After the 1967 Trans-Am campaign with the 4-Bbl induction system producing more horsepower than the competing auto makers' 8-Bbl systems, for 1968 Chevrolet developed a factory 'cross-ram' aluminum intake-manifold package using two Holley 600cfm mechanical-secondary carburetors for Trans-Am racing. It was available only as off-road service parts purchased over the Chevrolet dealership parts counter. With the Chevrolet '140 1st-design off-road cam, the package increased a stock 302's hp from 360 hp to approximately 400. Chevrolet went so far as to carry the positive crankcase ventilation (PCV) system over to the cross-ram induction system to retain emissions compliance mandated for U.S.-produced cars beginning in 1967, that also provided full-throttle crankcase pressure venting to the intake air to burn its vapors. Engines prepared for competition use were capable of producing 465 hp with little more than the 8-Bbl induction, ported heads with higher pressure valvesprings, roller rocker arms, and the '754 2nd-design road-race cam. 1967/1968 models' cowl-induction system had an enclosed air-cleaner assembly ducted from its passenger side into the firewall cowl above the heater core. In 1969, factory ZL-2 cowl-induction hoods were available for both the single and dual four-barrel induction systems that were sealed to the air-cleaner base ensuring cooler, high-pressure, dense air from the center of the base of the windshield was supplied to the engine for combustion smoothness and maximum power production. Another popular service-parts-only component used on the 302 was the magnetic-pulse Delco transistor-ignition ball-bearing distributor, introduced in 1967 and also used in the L88 427 Corvette, that eliminated the production breaker-point ignition allowing greater spark energy and more stable ignition-timing at high engine speeds[citation needed].

The 302's bore/stroke and rod/stroke geometries made it a natural high-rpm engine and were responsible for its being among the more reliable production street engines homologated for full-competition across all the American makes winning back-to-back Trans-Am Championships at the hands of Mark Donohue in 1968 and 1969. Trans-Am rules required that all engine components have original equipment manufacturer production part numbers and be purchased through the respective factory dealerships. However, with engines built by Al Bartz, Falconer & Dunn and Traco Engineering, the pinnacle of the 302's use in professional racing was its being the primary engine that powered the outstanding but overshadowed 1968-1976 SCCA Formula 5000 Championship Series, a SCCA Formula A open-wheel class designed for lower cost. The engine was also popular in Formula 5000 racing around the world, especially in Australia and New Zealand where it proved slightly more powerful than the Repco-Holden V8. Weighing 1350 lbs., with a 525-550 hp iron block and head engine positioned near the car's polar moment for responsive turn pivoting, a Hewland 5-spd. magnesium transaxle, and 10 in. wide 13 in. front/20 in. wide 15 in. rear magnesium wheels, it produced incredibly exciting racing. They ran 0-60 mph in 2.8 seconds and over 180 mph. Reminiscing about the series, mid-70's Australian F5000 driver Bruce Allison said, “We never used first gear at the start. We started in second, and even then there was so much torque, you’d get wheelspin through third and fourth gears.” Prepared with a Lucas-McKay mechanically-timed fuel-injection individual-stack magnesium induction-system that was paired with ported production-car double-hump iron heads, a rev-kit fitted roller-lifter camshaft, roller bearing rocker arms, and a virtually stock production crankshaft, it had a lasting impact on the series' ability to conduct high car-count finishes and close competition events by the degree of mechanical success it provided to a series filled with star international Grand Prix drivers like David Hobbs, Brian Redman, Jody Scheckter and Mario Andretti.

### DATA LISTING
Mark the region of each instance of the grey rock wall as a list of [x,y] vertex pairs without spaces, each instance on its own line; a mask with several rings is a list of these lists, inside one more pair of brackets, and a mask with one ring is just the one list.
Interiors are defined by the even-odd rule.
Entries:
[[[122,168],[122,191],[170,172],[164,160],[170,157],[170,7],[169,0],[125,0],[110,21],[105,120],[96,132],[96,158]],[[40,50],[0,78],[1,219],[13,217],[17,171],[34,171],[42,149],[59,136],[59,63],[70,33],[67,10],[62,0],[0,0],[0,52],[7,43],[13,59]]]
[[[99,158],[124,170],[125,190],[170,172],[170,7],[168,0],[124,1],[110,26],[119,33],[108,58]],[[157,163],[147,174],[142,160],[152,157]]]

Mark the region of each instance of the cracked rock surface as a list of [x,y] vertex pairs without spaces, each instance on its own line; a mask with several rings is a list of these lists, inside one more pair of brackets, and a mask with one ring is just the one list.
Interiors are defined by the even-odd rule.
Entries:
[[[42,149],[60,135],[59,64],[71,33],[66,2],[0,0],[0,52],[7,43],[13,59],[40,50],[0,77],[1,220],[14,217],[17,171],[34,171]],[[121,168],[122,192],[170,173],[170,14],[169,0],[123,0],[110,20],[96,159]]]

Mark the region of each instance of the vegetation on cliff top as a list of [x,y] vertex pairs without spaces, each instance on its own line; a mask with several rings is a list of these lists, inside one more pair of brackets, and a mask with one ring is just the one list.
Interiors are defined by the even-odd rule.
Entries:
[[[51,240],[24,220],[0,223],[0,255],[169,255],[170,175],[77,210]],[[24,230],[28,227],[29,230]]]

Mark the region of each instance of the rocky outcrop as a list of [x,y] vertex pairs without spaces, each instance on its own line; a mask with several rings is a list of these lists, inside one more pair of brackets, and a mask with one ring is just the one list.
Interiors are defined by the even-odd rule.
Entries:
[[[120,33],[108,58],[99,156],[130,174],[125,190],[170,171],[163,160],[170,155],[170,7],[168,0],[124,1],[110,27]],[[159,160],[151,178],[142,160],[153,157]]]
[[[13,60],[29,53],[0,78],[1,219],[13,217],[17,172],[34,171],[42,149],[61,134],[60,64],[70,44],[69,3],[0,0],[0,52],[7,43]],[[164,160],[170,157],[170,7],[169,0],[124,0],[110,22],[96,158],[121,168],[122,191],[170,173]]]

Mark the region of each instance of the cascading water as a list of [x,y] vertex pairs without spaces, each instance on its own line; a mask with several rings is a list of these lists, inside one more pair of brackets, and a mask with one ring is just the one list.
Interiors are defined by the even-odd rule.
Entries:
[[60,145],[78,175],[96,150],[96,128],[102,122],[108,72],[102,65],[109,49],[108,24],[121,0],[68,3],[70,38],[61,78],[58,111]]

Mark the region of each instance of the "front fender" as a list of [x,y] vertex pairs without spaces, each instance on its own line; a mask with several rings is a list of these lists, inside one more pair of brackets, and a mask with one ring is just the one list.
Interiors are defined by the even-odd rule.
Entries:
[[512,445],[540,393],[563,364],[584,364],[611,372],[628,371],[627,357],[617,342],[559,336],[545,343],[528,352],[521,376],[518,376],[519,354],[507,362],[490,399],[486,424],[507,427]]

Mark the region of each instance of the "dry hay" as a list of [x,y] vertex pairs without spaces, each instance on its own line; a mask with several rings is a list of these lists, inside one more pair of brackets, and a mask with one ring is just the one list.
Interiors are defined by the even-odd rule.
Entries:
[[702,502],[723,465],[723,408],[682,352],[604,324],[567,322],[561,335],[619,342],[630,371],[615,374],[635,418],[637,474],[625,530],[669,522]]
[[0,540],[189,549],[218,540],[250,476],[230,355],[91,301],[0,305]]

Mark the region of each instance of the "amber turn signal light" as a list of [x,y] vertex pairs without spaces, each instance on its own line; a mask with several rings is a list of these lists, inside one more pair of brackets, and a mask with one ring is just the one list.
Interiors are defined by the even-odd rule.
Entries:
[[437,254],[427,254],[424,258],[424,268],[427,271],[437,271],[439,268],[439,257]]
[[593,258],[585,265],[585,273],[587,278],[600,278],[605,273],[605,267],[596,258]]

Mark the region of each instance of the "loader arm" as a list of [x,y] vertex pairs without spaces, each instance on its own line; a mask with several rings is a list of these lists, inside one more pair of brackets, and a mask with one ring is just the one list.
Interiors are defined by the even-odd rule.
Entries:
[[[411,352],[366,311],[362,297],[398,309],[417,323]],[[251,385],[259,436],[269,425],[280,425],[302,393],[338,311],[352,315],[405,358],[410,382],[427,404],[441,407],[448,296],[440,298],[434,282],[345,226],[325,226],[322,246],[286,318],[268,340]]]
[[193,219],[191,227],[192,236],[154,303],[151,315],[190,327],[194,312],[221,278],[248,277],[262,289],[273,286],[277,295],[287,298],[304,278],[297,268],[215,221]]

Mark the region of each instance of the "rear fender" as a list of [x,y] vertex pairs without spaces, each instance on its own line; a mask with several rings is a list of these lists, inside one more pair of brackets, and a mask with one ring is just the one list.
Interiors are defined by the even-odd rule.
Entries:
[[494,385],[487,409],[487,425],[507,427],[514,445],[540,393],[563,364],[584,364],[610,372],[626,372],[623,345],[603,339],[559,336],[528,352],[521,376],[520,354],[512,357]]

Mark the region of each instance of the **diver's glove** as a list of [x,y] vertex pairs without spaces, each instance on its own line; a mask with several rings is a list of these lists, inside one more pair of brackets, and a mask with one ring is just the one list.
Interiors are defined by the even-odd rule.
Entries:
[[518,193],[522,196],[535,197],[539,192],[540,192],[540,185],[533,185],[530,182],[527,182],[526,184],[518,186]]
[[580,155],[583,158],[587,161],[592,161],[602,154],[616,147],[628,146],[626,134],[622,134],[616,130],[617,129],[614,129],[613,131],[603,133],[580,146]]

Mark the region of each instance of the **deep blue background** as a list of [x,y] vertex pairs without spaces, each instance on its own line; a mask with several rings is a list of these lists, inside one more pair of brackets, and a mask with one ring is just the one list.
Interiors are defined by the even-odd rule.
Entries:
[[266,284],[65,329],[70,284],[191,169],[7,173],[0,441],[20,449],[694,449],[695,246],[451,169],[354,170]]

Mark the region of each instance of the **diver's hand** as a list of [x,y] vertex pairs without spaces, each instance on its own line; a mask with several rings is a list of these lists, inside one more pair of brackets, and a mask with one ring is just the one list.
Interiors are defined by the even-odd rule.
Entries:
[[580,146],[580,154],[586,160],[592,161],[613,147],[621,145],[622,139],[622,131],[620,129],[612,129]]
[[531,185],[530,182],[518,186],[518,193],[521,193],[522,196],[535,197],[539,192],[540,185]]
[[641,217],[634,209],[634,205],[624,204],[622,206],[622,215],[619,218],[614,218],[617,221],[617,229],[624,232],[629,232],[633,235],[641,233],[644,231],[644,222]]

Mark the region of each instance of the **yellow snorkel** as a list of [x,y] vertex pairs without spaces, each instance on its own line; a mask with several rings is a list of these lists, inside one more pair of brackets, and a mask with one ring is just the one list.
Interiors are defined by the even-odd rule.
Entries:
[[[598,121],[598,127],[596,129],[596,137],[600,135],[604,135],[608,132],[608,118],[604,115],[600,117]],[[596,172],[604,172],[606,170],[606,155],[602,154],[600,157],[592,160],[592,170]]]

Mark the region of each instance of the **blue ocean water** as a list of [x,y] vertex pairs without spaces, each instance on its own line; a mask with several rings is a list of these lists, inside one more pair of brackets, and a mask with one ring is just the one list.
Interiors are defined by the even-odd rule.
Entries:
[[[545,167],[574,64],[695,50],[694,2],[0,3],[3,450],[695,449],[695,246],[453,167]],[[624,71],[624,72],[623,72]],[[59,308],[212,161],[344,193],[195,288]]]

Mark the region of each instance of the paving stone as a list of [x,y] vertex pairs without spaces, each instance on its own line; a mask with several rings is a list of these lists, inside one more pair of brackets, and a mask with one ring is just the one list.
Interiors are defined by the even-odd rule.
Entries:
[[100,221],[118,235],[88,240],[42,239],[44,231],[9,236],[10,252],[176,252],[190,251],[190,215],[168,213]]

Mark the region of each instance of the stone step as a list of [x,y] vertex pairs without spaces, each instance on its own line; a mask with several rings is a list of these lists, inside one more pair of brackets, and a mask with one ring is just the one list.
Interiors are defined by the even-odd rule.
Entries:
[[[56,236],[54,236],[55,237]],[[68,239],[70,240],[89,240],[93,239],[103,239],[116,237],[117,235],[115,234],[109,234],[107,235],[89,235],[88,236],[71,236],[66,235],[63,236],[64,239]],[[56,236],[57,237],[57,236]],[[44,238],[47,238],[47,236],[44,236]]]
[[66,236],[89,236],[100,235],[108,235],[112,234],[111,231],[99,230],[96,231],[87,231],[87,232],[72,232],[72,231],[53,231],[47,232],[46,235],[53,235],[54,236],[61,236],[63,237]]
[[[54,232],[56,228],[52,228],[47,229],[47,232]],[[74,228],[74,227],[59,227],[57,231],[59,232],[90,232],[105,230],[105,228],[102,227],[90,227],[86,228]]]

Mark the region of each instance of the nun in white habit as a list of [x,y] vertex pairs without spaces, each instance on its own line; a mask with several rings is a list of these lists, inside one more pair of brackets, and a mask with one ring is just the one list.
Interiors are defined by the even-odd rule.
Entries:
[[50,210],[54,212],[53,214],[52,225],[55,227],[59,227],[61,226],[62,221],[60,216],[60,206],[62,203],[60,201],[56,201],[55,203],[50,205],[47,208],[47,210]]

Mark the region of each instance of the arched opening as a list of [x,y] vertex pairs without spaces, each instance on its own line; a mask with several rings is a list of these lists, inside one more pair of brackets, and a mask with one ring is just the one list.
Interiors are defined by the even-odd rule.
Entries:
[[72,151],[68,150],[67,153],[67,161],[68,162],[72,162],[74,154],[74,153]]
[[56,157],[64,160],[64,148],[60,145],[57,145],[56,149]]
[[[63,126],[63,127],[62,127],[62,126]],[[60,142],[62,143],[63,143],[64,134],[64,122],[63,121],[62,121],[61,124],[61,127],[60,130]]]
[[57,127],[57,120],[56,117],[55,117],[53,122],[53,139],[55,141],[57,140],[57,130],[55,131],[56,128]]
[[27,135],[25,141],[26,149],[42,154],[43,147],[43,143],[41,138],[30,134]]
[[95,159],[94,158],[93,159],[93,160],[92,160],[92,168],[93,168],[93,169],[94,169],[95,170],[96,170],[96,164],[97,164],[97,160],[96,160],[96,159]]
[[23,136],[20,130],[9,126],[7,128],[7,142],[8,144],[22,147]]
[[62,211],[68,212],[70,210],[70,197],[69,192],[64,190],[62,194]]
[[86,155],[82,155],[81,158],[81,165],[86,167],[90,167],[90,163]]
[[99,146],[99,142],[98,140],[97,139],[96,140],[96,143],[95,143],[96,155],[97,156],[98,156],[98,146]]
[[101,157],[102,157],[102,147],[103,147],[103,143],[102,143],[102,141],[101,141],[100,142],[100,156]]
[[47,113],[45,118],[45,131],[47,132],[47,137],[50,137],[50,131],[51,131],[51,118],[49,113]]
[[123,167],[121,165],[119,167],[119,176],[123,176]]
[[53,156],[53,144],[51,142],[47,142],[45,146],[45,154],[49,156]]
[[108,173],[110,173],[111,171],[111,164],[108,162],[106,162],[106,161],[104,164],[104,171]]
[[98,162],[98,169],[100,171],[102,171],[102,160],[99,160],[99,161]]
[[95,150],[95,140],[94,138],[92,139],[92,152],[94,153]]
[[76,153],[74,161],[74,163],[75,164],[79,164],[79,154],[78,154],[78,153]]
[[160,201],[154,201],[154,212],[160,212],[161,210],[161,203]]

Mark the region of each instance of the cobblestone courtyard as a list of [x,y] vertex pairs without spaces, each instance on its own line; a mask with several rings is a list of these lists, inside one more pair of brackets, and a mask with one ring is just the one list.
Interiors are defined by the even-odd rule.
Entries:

### WHAT TO WORK ON
• A. In the passage on the Chevrolet 302 engine, who won back-to-back Trans-Am Championships in 1968 and 1969?
• B. Extend the passage on the Chevrolet 302 engine, picking up after its last sentence.

### SOLVED TASKS
• A. Mark Donohue

• B.
327

The 327 cu in (5,354 cc) V8, introduced in 1962, had a bore of 4 in (101.6 mm) and a stroke of 3.25 in (82.55 mm). Power ranged from 210 hp (157 kW) L30 to 375 hp (280 kW) depending on the choice of carburetor or fuel injection, camshaft, cylinder heads, pistons and intake manifold. In 1962, the Duntov solid lifter cam versions produced 340 hp (254 kW), 344 lb·ft (466 N·m) with single Carter 4-barrel, and 360 hp (268 kW), 352 lb·ft (477 N·m) with Rochester mechanical fuel injection. In 1964, horsepower increased to 365 hp (272 kW) for the now dubbed L-76 version, and 375 hp (280 kW) for the fuel injected L-84 respectively, making the L-84 the most powerful naturally aspirated, single-cam, production small block V8 until the appearance of the 385 hp (287 kW), 385 lb·ft (522 N·m) Generation III LS6 in 2001. This block is one of three displacements that underwent a major change in 1968/1969 when the main journal size was increased from 2.30 inches (58.4 mm) to 2.45 inches (62.2 mm). It's also interesting to note that in 1965 Chevrolet released the now legendary L-79, which was nothing more than an L-76 (11.0:1 forged pop-up pistons, forged steel rods and crank, 2.02 Corvette heads), but with the 30-30 Duntov cam replaced by the #151 hydraulic cam. The 327-350 hp engine could give many big blocks a run for their money.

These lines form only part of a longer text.